Carry on the article about UCLA students earning summer research scholarships to Peking University, starting right after its final sentence.

- Extract to read:
- Opening Delimiter -
Young scientists earn summer scholarships to Peking University
Ten-week program offers valuable research opportunities and cultural experiences
Published: Friday, May 18, 2012
Air quality just isn’t a scientific interest for fourth-year chemical engineering student Regan Patterson; it’s also a personal one. As the older sister of a brother with asthma, Patterson knows the types of challenges that air pollution poses to the estimated 22 million Americans who live with this chronic lung disease.
This summer, she’s hoping to deepen her understanding of the effects of air pollution on human health as part of an annual summer research scholarship program offered by the the UCLA-Peking University Joint Research Institute in Science and Engineering (JRI), one of 18 multidisciplinary centers at the UCLA International Institute. She, along with 11 other undergraduate and graduate students from UCLA will spend 10 weeks at Peking University (PKU) in Beijing contributing to research projects and learning about life in China.
“China is the place to go for air pollution research,” says Patterson, who will be working in Professor Mei Zheng’s lab and taking air pollution measurements. “I’m really trying to expand my worldview and perspective.”
Zheng was recently at UCLA for the third annual JRI symposium, held May 2-3 at the California Nanosystems Institute. Her current research interest is in air pollution, especially applying multiple tools to identify various sources of fine particulate matter (PM2.5) in the atmosphere, PM exposure and its potential health impacts. Patterson’s ultimate goal is to meld her understanding of air pollution, exposure assessment, atmospheric chemistry and aerosol science to influence policy that can mitigate the health impacts.
Like Patterson, graduate student Asael Papour wants to make his mark in the field of health sciences. The second-year master’s student in electrical engineering will spend the summer at PKU working with Professor Qiushi Ren, Department of Biomedical Engineering. Ren’s specialty is developing optics and photonomics for medical solutions.
This builds upon Papour’s work with UCLA Professors Oscar Stafsudd and Warren Grundfest; colleagues in the Department of Bio-Engineering; and doctors at the Jonsson Cancer Center and Brain Research Institute at the David Geffen School of Medicine, who are developing a optics and bioimaging device that uses nanosecond-long UV pulses on brain tissue to create images that doctors and surgeons can use to better detect cancer cells. Papour has already contributed significantly to this effort by discovering a method to increase the quality of the image by 20 percent. His name was recently added to the provisional patent that was filed on this imaging system.
- Closing Delimiter -
[Records from a data source]
- Opening Delimiter -
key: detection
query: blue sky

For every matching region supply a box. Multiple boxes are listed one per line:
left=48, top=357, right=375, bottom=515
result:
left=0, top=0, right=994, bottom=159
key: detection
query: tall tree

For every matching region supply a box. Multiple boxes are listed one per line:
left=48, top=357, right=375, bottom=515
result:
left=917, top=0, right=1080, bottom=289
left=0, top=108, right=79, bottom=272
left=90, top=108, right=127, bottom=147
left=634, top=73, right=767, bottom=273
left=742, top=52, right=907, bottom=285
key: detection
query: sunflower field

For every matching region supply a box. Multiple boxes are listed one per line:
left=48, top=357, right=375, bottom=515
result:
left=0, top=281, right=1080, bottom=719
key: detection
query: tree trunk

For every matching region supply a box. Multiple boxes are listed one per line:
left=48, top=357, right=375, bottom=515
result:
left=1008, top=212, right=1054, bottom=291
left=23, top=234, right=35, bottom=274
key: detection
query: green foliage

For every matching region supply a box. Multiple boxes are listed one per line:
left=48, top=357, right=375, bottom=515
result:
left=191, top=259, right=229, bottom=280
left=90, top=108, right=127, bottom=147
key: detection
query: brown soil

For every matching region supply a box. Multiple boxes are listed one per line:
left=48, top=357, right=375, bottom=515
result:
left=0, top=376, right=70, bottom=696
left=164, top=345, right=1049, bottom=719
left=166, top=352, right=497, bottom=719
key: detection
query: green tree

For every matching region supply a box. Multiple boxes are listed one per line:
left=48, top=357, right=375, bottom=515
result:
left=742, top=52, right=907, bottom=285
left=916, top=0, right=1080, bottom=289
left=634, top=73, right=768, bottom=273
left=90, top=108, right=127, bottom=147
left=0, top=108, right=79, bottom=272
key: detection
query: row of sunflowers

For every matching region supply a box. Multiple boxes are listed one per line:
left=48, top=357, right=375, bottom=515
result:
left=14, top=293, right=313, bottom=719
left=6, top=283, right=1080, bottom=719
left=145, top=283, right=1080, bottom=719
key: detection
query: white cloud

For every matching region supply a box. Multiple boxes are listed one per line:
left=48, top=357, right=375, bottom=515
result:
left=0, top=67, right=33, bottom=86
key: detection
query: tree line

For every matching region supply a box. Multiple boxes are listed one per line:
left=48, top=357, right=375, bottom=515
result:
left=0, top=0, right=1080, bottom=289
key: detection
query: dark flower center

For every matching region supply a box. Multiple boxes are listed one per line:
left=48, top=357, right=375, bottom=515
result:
- Closing Delimiter -
- Answer section:
He is excited by this opportunity to travel to China and advance his research skills. Papour says that spending the summer at Peking University will undoubtedly result in strong personal and professional growth.
“I can really benefit from another perspective,” he says. “The world is a global village…. and it’s important to throw myself into the water and meet new people, and the opportunity to be involved with new research is very appealing.”
The JRI is the one of the largest research collaborations between any UC campus and an overseas university, with more than 150 faculty members from UCLA and PKU. Founded in 2009, its goal is to train future science and engineering leaders who will have global perspective and to promote joint collaborative research. It also secures joint funding and facilitates technology transfer of collaborate research results. This is the third year that UCLA students have had an opportunity to participate in this summer program.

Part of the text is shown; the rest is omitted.